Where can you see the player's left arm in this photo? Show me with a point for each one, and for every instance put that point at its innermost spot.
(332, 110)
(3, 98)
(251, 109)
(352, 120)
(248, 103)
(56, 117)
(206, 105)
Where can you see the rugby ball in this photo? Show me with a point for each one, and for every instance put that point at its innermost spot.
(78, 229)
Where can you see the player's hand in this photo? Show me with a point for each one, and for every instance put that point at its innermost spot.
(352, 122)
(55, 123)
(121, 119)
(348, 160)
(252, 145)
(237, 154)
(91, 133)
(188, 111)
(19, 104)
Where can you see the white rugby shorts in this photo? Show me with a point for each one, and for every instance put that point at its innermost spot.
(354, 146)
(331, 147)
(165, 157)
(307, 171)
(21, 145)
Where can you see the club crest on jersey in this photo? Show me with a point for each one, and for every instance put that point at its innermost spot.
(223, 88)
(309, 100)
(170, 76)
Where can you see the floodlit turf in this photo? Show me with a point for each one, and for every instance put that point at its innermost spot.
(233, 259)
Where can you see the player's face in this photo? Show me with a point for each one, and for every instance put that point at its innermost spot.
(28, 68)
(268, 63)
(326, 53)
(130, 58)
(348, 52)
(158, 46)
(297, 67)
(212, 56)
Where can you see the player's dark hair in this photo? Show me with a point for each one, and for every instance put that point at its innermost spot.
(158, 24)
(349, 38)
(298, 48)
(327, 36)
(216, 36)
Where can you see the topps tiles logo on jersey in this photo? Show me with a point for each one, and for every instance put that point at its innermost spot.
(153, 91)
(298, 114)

...

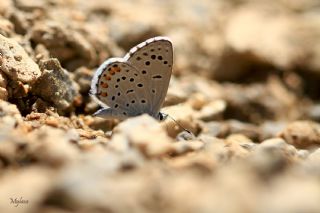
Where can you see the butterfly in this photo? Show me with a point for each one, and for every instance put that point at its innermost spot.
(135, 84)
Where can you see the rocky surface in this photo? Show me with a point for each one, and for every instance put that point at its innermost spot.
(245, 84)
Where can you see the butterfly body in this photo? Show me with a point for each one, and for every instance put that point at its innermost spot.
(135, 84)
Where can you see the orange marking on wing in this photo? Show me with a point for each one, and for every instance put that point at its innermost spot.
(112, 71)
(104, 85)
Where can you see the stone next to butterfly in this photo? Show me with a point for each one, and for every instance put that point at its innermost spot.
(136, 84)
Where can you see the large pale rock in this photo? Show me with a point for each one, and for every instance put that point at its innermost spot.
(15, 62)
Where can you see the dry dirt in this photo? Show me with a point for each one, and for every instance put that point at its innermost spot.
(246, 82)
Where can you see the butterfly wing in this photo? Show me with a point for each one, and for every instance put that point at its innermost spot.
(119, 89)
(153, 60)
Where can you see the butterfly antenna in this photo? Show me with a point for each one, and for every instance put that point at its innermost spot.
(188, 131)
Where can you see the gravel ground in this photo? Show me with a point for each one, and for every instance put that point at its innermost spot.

What you have to do: Out of the entries above, write out only the lines between the line holding "Where can you see the butterfly in" and the line holding "Where can you see the gravel", inclusive, each exactly as given.

Answer to the problem:
Where can you see the butterfly in this photo? Show me with a point for each one, and for every instance put that point at its innermost spot.
(135, 84)
Where can you see the rocky surface in this photo? Show me with a point for each one, and for every instance put that point at its innermost spot.
(245, 84)
Where can you see the butterfly body in this photo? Show me with a point for each one, and for every instance put that point at its innermost spot.
(135, 84)
Where can you see the orange marking on wing in this photo? Show me with a point for each one, and for every instance put that point at its innermost spot.
(112, 71)
(104, 85)
Where can you see the stone next to butterfly in this photo? Show me with a point for each one, and for every instance put that point at its innermost spot.
(136, 84)
Where can you see the large pale rock in this photo? Show me with a point for each one, and for every instance put that point at its innermost spot.
(15, 62)
Where can you see the dry dirt in this photo? Show me with a point for each one, and for every instance put that point at its innermost spot.
(246, 82)
Where can you see the butterfly wing in this photo? Show me with a point for each one, and for every instance put that point at its innermost spot.
(119, 89)
(153, 60)
Where can you see the butterfly antenna in this photo? Show me with a point for each one, and for every instance put that point at its innermost spot.
(188, 131)
Where can you see the gravel ground in this photo? Show me with a point for each one, and for every instance put that point at its innermost spot.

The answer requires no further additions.